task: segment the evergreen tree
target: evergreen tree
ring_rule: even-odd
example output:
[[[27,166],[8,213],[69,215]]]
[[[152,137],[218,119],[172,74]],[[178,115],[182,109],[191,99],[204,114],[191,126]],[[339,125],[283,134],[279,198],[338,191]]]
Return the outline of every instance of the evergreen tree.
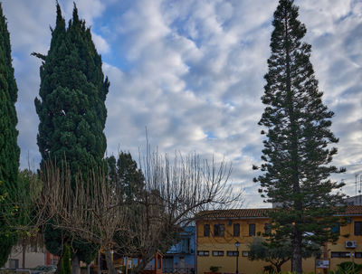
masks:
[[[17,235],[9,229],[12,201],[16,193],[20,149],[15,102],[17,86],[12,66],[10,35],[0,4],[0,267],[7,260]],[[5,222],[6,220],[6,222]]]
[[[110,83],[108,78],[104,80],[101,58],[91,40],[90,30],[79,19],[75,5],[67,28],[57,4],[56,24],[52,29],[48,54],[33,54],[43,60],[40,99],[35,99],[40,119],[37,143],[42,154],[41,166],[49,158],[59,166],[65,160],[73,178],[80,172],[87,175],[90,168],[101,166],[106,150],[103,130]],[[49,226],[46,231],[47,249],[61,255],[60,239],[67,233]],[[77,242],[82,245],[81,241]],[[95,254],[94,246],[87,249],[73,245],[72,250],[78,250],[74,256],[81,260],[89,260],[90,254]]]
[[[144,176],[130,153],[120,152],[119,158],[107,158],[109,182],[119,187],[126,203],[131,203],[139,200],[144,188]]]
[[[291,239],[292,268],[301,273],[303,239],[322,244],[338,237],[326,228],[337,222],[333,214],[342,202],[338,192],[342,184],[329,177],[344,170],[329,165],[337,153],[329,146],[338,141],[329,129],[334,113],[322,103],[310,61],[311,47],[301,41],[306,27],[297,17],[293,1],[280,0],[262,97],[266,108],[259,122],[267,128],[262,175],[254,181],[266,202],[281,205],[272,213],[272,240]]]

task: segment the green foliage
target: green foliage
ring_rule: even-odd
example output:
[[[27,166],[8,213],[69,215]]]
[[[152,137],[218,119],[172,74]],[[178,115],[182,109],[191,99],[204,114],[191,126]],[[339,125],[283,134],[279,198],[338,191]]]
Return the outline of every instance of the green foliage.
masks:
[[[71,248],[68,245],[64,246],[64,253],[61,264],[61,274],[71,274]]]
[[[330,165],[338,141],[330,131],[334,113],[322,103],[323,93],[310,63],[311,46],[302,42],[306,27],[298,19],[292,0],[280,0],[274,13],[272,55],[259,125],[267,128],[263,141],[260,182],[262,197],[281,204],[271,214],[275,232],[293,242],[294,270],[301,273],[302,241],[321,244],[336,241],[331,233],[334,214],[343,203],[338,192],[343,184],[332,182],[331,173],[343,172]]]
[[[17,86],[12,66],[10,35],[0,4],[0,267],[7,260],[17,234],[11,229],[20,149],[17,146]]]
[[[90,30],[79,19],[75,6],[66,28],[57,5],[51,48],[43,58],[41,99],[35,99],[42,165],[49,157],[59,165],[66,158],[73,175],[87,174],[90,167],[101,165],[106,150],[103,130],[110,83],[104,80]]]
[[[40,68],[40,99],[35,99],[39,116],[37,144],[42,155],[41,167],[51,158],[59,166],[66,164],[75,177],[102,165],[106,150],[103,133],[107,109],[105,99],[110,82],[104,79],[101,58],[91,40],[90,30],[80,20],[74,5],[72,19],[66,27],[57,4],[56,25],[52,30],[48,54],[33,53],[43,60]],[[62,242],[70,242],[66,231],[45,230],[46,248],[61,255]],[[78,241],[72,250],[89,261],[94,247]]]
[[[291,240],[268,241],[263,238],[254,238],[249,244],[249,260],[265,260],[270,262],[272,271],[280,273],[281,266],[291,259],[292,246]],[[312,242],[303,241],[302,258],[319,258],[321,254],[320,247]]]

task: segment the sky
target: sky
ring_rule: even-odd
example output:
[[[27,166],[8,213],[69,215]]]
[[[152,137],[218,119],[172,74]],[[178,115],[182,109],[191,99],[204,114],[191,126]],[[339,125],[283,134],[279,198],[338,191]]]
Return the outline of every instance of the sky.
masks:
[[[41,61],[55,0],[3,0],[19,92],[16,110],[21,168],[37,168]],[[106,106],[107,155],[129,151],[135,159],[148,141],[159,153],[197,153],[232,163],[230,182],[243,191],[244,207],[268,207],[252,183],[261,163],[257,125],[263,111],[267,59],[277,0],[76,0],[90,27],[110,81]],[[66,21],[73,1],[59,0]],[[333,165],[347,168],[354,195],[362,183],[362,1],[296,0],[304,41],[324,103],[335,112],[339,137]],[[356,175],[357,175],[356,177]],[[356,187],[356,180],[357,184]]]

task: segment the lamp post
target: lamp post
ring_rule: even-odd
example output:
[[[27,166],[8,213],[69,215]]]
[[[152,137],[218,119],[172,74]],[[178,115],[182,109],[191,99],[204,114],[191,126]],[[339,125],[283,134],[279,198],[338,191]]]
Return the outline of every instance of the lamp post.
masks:
[[[236,274],[239,274],[239,247],[240,247],[240,242],[235,241],[235,247],[236,247]]]

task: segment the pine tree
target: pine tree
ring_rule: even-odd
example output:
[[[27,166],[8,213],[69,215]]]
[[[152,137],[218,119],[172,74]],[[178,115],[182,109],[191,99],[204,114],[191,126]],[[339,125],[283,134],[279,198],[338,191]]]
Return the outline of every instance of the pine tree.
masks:
[[[15,102],[17,86],[12,66],[10,35],[0,4],[0,267],[7,260],[17,236],[7,226],[9,205],[16,192],[20,149]],[[9,208],[10,206],[10,208]],[[13,220],[15,221],[15,220]]]
[[[292,268],[301,273],[303,239],[319,244],[336,240],[326,228],[337,222],[333,214],[342,201],[338,193],[342,184],[329,175],[343,170],[329,165],[337,153],[329,146],[338,141],[329,129],[334,113],[322,103],[310,60],[311,46],[301,41],[306,27],[297,17],[293,1],[280,0],[262,97],[266,108],[259,122],[267,128],[262,175],[254,181],[266,194],[262,195],[265,202],[281,205],[272,214],[272,241],[291,240]]]
[[[145,178],[130,153],[120,152],[117,161],[113,156],[108,157],[107,164],[109,181],[119,187],[124,201],[131,203],[139,199]]]
[[[67,28],[57,3],[56,25],[52,30],[48,54],[33,54],[43,60],[40,99],[35,99],[41,166],[50,158],[60,166],[65,160],[73,178],[79,173],[87,175],[90,169],[102,165],[106,150],[103,130],[110,83],[108,78],[104,80],[101,58],[90,30],[79,19],[75,5]],[[60,239],[67,233],[49,226],[46,231],[47,249],[61,255]],[[76,255],[81,260],[89,260],[90,254],[95,254],[94,246],[87,249],[81,241],[77,242],[81,246],[73,245],[72,250],[78,250]]]

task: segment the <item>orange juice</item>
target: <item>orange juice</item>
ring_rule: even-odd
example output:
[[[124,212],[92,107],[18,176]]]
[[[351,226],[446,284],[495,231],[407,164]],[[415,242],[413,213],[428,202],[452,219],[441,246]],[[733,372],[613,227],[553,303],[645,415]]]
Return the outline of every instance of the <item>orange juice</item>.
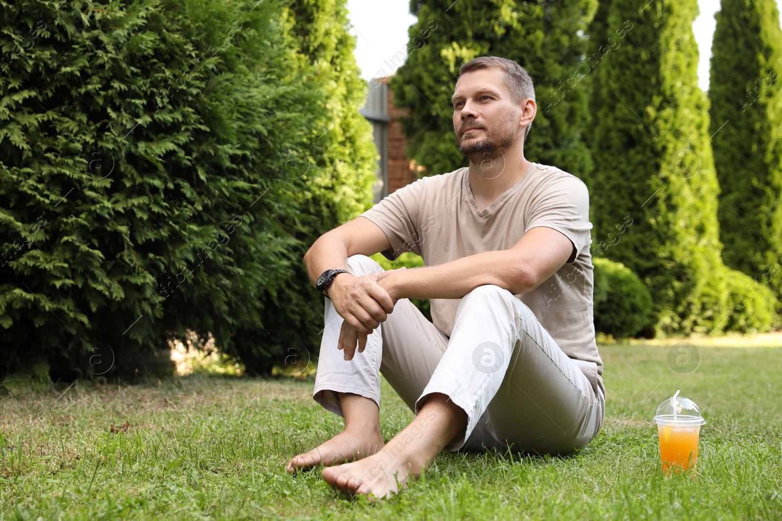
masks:
[[[695,466],[700,425],[658,425],[660,459],[665,472],[675,467],[676,473]]]

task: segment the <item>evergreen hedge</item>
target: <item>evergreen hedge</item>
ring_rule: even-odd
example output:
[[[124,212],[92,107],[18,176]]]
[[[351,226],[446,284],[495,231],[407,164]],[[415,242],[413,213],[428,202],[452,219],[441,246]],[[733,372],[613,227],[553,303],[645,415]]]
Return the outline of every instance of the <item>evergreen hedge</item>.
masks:
[[[739,275],[720,257],[719,187],[708,102],[697,84],[697,12],[695,0],[640,9],[612,2],[606,30],[633,28],[596,69],[593,234],[649,288],[655,329],[646,327],[645,336],[724,330],[734,298],[728,279]]]
[[[773,0],[724,0],[708,97],[726,264],[782,298],[782,30]]]
[[[647,323],[651,295],[638,276],[621,262],[595,259],[593,294],[595,333],[626,338]]]
[[[396,105],[411,109],[402,120],[408,157],[427,175],[467,164],[454,137],[450,97],[462,63],[494,55],[517,61],[535,84],[538,112],[525,155],[588,180],[592,162],[583,136],[588,89],[579,82],[582,34],[597,5],[597,0],[411,2],[418,20],[410,27],[410,44],[404,55],[389,57],[400,63],[406,58],[391,88]]]
[[[95,350],[122,359],[187,330],[229,351],[252,337],[260,372],[314,348],[322,302],[301,256],[343,210],[303,211],[339,205],[310,189],[319,169],[290,173],[330,141],[312,138],[323,85],[286,6],[0,7],[14,53],[0,74],[0,371],[88,376]]]
[[[305,185],[296,206],[307,218],[306,225],[292,234],[298,241],[290,250],[296,259],[292,275],[269,302],[278,316],[263,330],[253,324],[242,328],[229,348],[251,374],[267,373],[275,362],[298,367],[317,358],[323,297],[310,284],[301,259],[320,235],[372,205],[377,148],[371,125],[358,112],[366,101],[367,85],[353,55],[355,38],[348,33],[346,3],[296,0],[289,2],[285,12],[301,62],[301,80],[318,95],[303,108],[311,111],[312,118],[303,142],[285,152],[286,180]],[[270,337],[282,341],[272,352],[283,352],[283,359],[270,359]]]

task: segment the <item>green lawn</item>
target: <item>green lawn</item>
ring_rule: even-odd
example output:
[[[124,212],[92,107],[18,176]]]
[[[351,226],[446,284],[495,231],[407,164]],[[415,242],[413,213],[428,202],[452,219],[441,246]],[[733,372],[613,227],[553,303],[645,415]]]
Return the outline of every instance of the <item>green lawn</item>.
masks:
[[[341,429],[310,382],[188,376],[14,391],[0,398],[0,519],[782,519],[782,348],[701,348],[690,374],[671,368],[668,347],[601,353],[606,420],[580,455],[444,453],[425,480],[374,505],[335,492],[317,470],[285,473],[291,455]],[[384,386],[389,439],[412,414]],[[708,421],[695,480],[660,469],[651,419],[676,389]],[[109,432],[126,421],[127,432]]]

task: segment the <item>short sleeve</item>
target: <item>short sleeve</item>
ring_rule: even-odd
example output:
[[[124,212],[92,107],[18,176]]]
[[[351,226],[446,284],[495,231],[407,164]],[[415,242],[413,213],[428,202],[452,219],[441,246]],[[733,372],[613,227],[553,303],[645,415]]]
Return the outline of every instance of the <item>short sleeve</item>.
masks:
[[[570,239],[574,248],[567,263],[575,262],[579,254],[591,243],[586,185],[565,173],[547,180],[527,207],[525,222],[525,234],[530,228],[547,227]]]
[[[405,252],[421,255],[418,216],[423,197],[424,180],[399,188],[361,214],[383,230],[391,248],[382,252],[389,260]]]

::::::::

■ Set task
Exactly repeat the lines from the line that contains "task: segment the <item>short sleeve</item>" to the end of the entries, both included, and leave out all other lines.

■ Written response
task: segment the <item>short sleeve</item>
target: <item>short sleeve</item>
ring_rule: even-odd
example output:
[[[124,212],[92,107],[18,176]]]
[[[351,226],[446,284],[495,231],[407,164]],[[415,242],[413,213],[428,202],[452,219],[441,246]],[[733,372],[613,227],[553,303],[645,415]]]
Return the outline of every instance of the <item>short sleeve</item>.
masks:
[[[570,239],[574,248],[567,263],[575,262],[579,254],[591,243],[586,185],[565,173],[547,180],[527,207],[525,222],[525,234],[530,228],[547,227]]]
[[[405,252],[421,255],[418,216],[423,197],[424,180],[399,188],[361,214],[383,230],[391,248],[382,252],[389,260]]]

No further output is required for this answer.